▶ **Text excerpt**
*** Begin section ***
This Veterans Day, associate professor of social work Gary Dick, PhD, is focusing on preparing social workers to better serve the need of the millions of veterans and military families across the country.
Dick’s new textbook, Social Work Practice with Veterans, has just gone to production, with an anticipated release date in early 2014.
He hopes the text will contribute to a larger trend in social work across the country, as more undergraduate and master’s level programs offer concentrations in social work practice with veterans, and the job field continues to grow.
The U.S. Labor Department predicts a 25 percent increase in jobs for social workers between 2010 and 2020, and the National Association of Social Worker (NASW) predicts the biggest populations for social workers in the future will be veterans, military families, and the aging population.
Dick, a faculty member in UC's College of Allied Health Sciences, says the book first takes a historical approach towards America’s military conflicts.
"We study each war in the history of America, what were the causes behind them and how the service members were treated,” he says. "Additionally, I felt it was important to help social workers take a look at recent conflicts especially within the current social and historical context—they are different than other conflicts in our history.”
The main text covers two topics in social work practice with veterans: "Stressful Transitions” and "Complicated Adjustments.”
In "Stressful Transitions,” Dick and coauthors outlines the deployment process and its impact on service members and their families. The section also address theoretical perspectives on what motivates individuals to serve in the military.
In "Complicated Adjustments,” they explore the multistage process of returning from deployment, including the transition from the tight bonds of a military unit and its sense of purpose to fitting back in with civilian society and searching for employment. The text also covers what can happen when adjustment does not go well: post-traumatic stress disorder, substance abuse, homelessness, incarceration and suicide.
Dick’s research focus into fatherhood and parenting also contributed to the text, as he added a focus on what happens to parents and their relationship with their children once they go oversea.
*** End section ***
▶ **The data**
*** Begin section ***
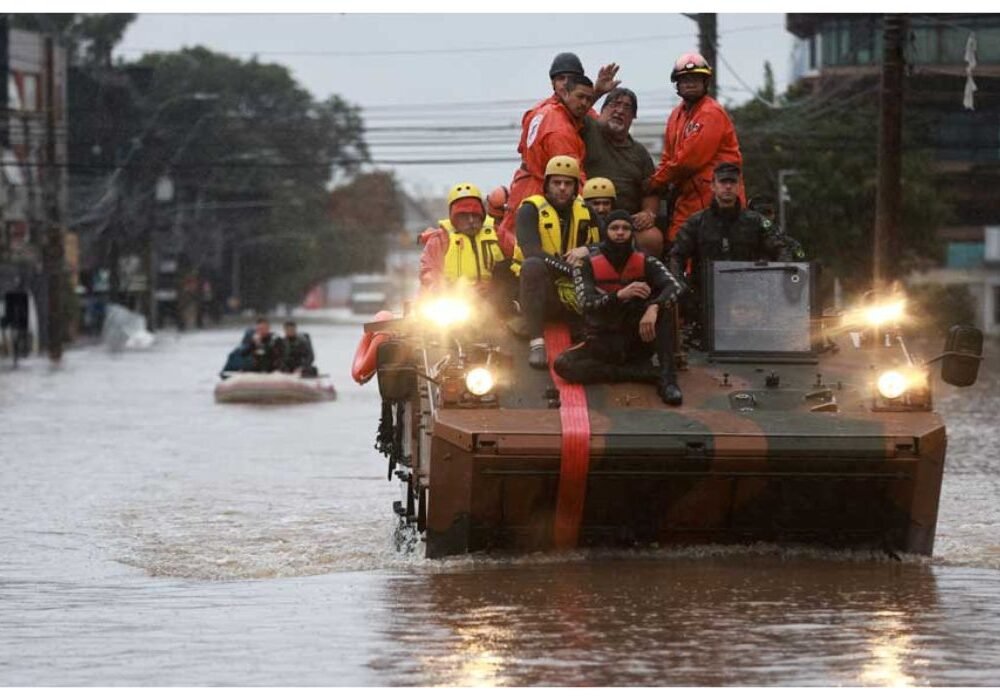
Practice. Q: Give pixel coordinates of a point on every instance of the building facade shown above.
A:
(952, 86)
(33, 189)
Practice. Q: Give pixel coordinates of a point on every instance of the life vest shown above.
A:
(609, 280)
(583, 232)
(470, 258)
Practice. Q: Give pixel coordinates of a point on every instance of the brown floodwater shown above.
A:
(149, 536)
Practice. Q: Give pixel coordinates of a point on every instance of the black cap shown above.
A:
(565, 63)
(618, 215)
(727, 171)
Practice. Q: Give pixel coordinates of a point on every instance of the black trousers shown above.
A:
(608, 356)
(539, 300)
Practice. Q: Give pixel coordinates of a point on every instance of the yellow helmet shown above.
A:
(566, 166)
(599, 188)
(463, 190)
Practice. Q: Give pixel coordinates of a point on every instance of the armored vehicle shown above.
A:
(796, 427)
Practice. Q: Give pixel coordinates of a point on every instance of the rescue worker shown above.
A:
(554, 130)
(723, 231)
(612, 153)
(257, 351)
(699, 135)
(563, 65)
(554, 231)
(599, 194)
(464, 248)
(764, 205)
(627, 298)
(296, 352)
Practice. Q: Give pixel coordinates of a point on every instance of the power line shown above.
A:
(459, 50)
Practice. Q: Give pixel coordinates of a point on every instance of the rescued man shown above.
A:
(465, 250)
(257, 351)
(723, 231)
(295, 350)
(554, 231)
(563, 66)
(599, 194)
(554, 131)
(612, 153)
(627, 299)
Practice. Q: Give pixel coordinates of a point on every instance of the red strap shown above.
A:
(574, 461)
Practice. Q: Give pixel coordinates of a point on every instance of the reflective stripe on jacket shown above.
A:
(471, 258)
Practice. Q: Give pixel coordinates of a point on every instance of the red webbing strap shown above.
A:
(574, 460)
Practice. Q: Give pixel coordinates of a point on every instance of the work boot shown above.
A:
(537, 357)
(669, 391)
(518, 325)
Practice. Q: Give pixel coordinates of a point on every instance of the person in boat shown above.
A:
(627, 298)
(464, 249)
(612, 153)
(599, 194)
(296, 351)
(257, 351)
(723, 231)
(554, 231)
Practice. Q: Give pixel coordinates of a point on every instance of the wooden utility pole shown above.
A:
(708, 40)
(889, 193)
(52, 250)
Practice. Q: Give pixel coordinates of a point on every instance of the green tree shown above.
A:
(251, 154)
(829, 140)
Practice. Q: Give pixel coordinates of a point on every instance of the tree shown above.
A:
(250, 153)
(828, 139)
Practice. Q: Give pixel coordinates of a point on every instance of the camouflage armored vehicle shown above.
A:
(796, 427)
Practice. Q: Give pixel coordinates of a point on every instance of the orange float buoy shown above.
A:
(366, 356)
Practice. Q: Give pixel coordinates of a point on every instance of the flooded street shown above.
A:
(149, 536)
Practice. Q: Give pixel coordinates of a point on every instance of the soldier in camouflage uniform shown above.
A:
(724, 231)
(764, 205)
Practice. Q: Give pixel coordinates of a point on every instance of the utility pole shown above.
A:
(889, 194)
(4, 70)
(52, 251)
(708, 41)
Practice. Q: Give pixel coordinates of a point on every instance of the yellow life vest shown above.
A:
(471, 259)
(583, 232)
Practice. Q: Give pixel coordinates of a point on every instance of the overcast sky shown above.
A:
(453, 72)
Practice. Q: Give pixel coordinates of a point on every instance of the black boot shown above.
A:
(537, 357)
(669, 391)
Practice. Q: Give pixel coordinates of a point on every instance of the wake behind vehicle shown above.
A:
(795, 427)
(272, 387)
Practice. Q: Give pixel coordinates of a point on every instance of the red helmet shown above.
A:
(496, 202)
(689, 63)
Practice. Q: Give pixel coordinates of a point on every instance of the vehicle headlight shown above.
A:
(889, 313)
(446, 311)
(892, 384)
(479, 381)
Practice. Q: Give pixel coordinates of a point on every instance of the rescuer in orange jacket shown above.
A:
*** End section ***
▶ **Prompt 1**
Decide whether each statement below agrees with the article on the veterans textbook, answering yes or no for (a), (b) and (c) and quoting the words of the article that settle it: (a) The U.S. Labor Department expects social work jobs to rise by 25 percent between 2010 and 2020. (b) The textbook is expected to come out in late 2014. (c) The main text of the book covers three topics in social work practice with veterans.
▶ **Prompt 2**
Write out the stretch of the article on the veterans textbook from "The main text" through "incarceration and suicide.", copying it word for word.
The entries come from a different source than the article on the veterans textbook.

▶ **Answer area 1**
(a) Yes: "The U.S. Labor Department predicts a 25 percent increase in jobs for social workers between 2010 and 2020"
(b) No: "with an anticipated release date in early 2014"
(c) No: "The main text covers two topics in social work practice with veterans"

▶ **Answer area 2**
The main text covers two topics in social work practice with veterans: "Stressful Transitions” and "Complicated Adjustments.”
In "Stressful Transitions,” Dick and coauthors outlines the deployment process and its impact on service members and their families. The section also address theoretical perspectives on what motivates individuals to serve in the military.
In "Complicated Adjustments,” they explore the multistage process of returning from deployment, including the transition from the tight bonds of a military unit and its sense of purpose to fitting back in with civilian society and searching for employment. The text also covers what can happen when adjustment does not go well: post-traumatic stress disorder, substance abuse, homelessness, incarceration and suicide.